Extrait choisi
═══
Contexte de l’ordonnance

L’ordonnance du 23 mars 2022 relative au régime de responsabilité financière des gestionnaires publics a refondu le régime juridique applicable et mis un terme au régime séparant comptables et ordonnateurs au profit d’un régime de droit commun de responsabilité unifié. La Cour des comptes est, depuis le 1er janvier 2023, le seul juge compétent pour connaître des actes de mauvaise gestion financière pour ces deux catégories d’agents. Prise sur le fondement de l’article 168 de la loi de finances pour 2022, l’entrée en vigueur a été fixée au 1er janvier 2023.

Outre les gestionnaires hospitaliers, sont concernés par ce texte l’ensemble des gestionnaires publics, y compris les membres de cabinet titulaires comme contractuels, ainsi que les gestionnaires d’organismes relevant du Code de la sécurité sociale et les élus locaux.

S’agissant spécifiquement des hypothèses qui s’appliqueront aux établissements de santé, l’ordonnance dresse d’une part un tableau de l’ensemble des manquements qui pourront être constatés et des sanctions applicables. D’autre part, elle procède à la refonte de la procédure contentieuse.

I- La création du « préjudice financier significatif »
═══
Extraits du matériel
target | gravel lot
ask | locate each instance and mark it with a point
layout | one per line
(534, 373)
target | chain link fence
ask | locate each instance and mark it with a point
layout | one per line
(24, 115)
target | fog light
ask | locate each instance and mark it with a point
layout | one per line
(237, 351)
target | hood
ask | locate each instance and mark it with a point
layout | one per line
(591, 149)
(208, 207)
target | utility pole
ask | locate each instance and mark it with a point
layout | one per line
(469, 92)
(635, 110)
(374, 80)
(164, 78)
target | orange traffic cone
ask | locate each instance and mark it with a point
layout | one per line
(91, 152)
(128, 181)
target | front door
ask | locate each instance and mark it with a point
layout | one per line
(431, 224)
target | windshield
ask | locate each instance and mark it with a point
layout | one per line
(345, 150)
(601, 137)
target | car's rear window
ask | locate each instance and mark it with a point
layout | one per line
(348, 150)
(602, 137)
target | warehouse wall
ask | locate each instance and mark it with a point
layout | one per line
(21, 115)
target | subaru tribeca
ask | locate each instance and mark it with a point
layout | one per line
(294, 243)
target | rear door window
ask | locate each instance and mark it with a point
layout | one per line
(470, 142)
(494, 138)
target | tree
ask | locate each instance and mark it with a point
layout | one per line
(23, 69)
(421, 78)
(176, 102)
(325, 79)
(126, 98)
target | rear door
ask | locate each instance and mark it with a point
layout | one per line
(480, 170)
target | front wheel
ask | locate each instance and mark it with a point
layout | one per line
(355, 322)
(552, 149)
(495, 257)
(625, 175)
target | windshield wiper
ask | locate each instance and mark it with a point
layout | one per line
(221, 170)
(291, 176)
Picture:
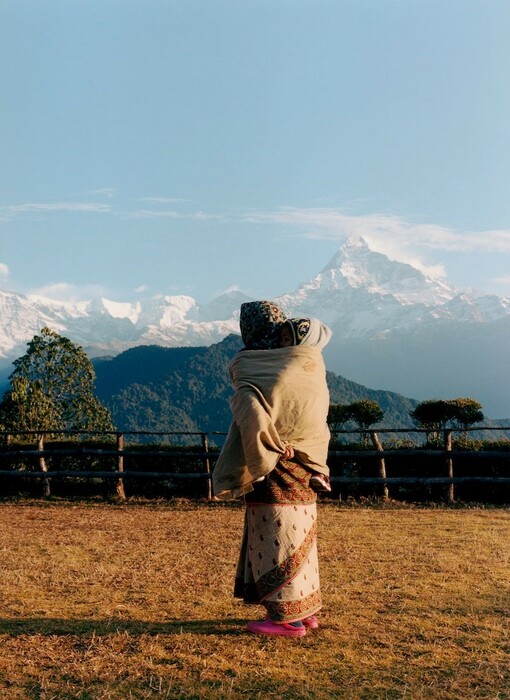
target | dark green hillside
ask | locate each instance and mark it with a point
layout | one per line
(171, 389)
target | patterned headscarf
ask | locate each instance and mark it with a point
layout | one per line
(260, 323)
(309, 331)
(299, 327)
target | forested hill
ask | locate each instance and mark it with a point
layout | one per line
(172, 389)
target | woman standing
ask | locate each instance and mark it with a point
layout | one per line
(278, 439)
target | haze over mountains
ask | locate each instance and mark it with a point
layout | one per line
(394, 328)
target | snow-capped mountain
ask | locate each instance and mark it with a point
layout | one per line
(394, 327)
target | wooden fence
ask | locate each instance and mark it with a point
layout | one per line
(41, 452)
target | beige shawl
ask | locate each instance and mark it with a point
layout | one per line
(281, 399)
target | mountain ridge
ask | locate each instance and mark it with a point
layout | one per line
(393, 326)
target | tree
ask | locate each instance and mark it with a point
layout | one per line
(338, 415)
(433, 415)
(366, 413)
(52, 386)
(466, 412)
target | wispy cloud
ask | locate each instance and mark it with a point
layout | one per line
(395, 237)
(86, 207)
(502, 281)
(65, 291)
(162, 200)
(172, 214)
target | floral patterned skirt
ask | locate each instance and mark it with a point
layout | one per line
(278, 564)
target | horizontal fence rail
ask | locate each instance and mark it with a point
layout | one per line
(204, 455)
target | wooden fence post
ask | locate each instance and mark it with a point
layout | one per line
(207, 464)
(119, 486)
(382, 464)
(46, 490)
(450, 495)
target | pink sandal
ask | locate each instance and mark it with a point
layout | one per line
(282, 629)
(311, 623)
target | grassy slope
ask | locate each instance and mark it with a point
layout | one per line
═══
Exercices
• A. Citez toutes les catégories de gestionnaires nommées dans la phrase de l'extrait sur l'ordonnance du 23 mars 2022 qui commence par « Outre les gestionnaires hospitaliers ».
• B. Rédigez la suite de l'extrait sur l'ordonnance du 23 mars 2022 en développant le titre qui le termine.
Le matériel placé après l'extrait n'a aucun lien avec celui-ci.

Corrigés
• A.
- les gestionnaires hospitaliers
- l'ensemble des gestionnaires publics
- les membres de cabinet, titulaires comme contractuels
- les gestionnaires d'organismes relevant du Code de la sécurité sociale
- les élus locaux

• B.
L’ordonnance créé la notion de « préjudice financier significatif » qui devra être la conséquence des manquements constatés et reprochés à l’agent. Le texte indique que le gestionnaire public qui, par un manquement aux règles d’exécution des recettes et des dépenses qui s’imposent à lui ou par la mise en œuvre d’un acte « anormal de gestion » de son établissement, commet une faute grave causant un préjudice financier significatif, est susceptible de se voir infliger une amende (nouvel article L. 131-9 du Code des juridictions financières). La notion de « préjudice financier significatif » sera appréciée au regard du montant de celui-ci, rapporté au montant total du budget de l’établissement ou du service dont le gestionnaire est tenu responsable. L’ordonnance ne va pas plus loin et se cantonne à cette définition. Il reviendra à la Cour des comptes d’en préciser les contours, entraînant une insécurité juridique certaine dans les premiers temps d’application de la réforme.

À noter - L’ARS, dès lors qu’elle aura approuvé les faits constitutifs de l’infraction, sera soumise au même régime de sanction. Dès lors, elle pourra être réservée quant à la perspective de multiplier des lettres de couverture.

Pour comprendre ce qui sera entendu par « préjudice financier significatif », l’étude par analogie avec des notions déjà mises en œuvre pourra être pertinente :

  • a. Dans une entreprise privée, l’acte anormal de gestion est un acte contraire à l’intérêt de la société (mise d’une dépense ou d’une perte à la charge de l’entreprise, privation d’une recette) et qui ne se justifie pas par son exploitation. Dans ces hypothèses, l’administration fiscale examine les dépenses qui ne se rattachent pas à l’intérêt direct de l’entreprise mais aussi l’appréciation qui a été faite par le chef d’entreprise du risque inhérent à l’opération en cause. Dans le cas d’un établissement public de santé, il pourra être considéré que l’intérêt de l’établissement est central dans la qualification de l’acte anormal de gestion. L’intérêt du service public hospitalier pourra également constituer un élément d’appréciation des actes de gestion, notamment garantir sa continuité. À cette considération, il peut être envisagé que le juge tienne également compte de la connaissance par le gestionnaire du risque qu’il a pris. Ainsi, il sera important de tracer les motivations des décisions adoptées pour justifier tout éventuel risque pris, notamment financier.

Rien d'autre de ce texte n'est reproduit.